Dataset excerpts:
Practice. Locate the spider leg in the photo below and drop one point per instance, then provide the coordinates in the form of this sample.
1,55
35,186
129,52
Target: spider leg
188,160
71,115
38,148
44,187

* [What you will do] Nothing in the records above may be left out; repeat them exactly.

* [Written solution]
Practice. Locate the spider leg in the photo below and drop one point per instance, then provide the coordinates in the form of this sample.
1,55
35,186
129,52
Target: spider leg
188,160
71,115
38,148
44,187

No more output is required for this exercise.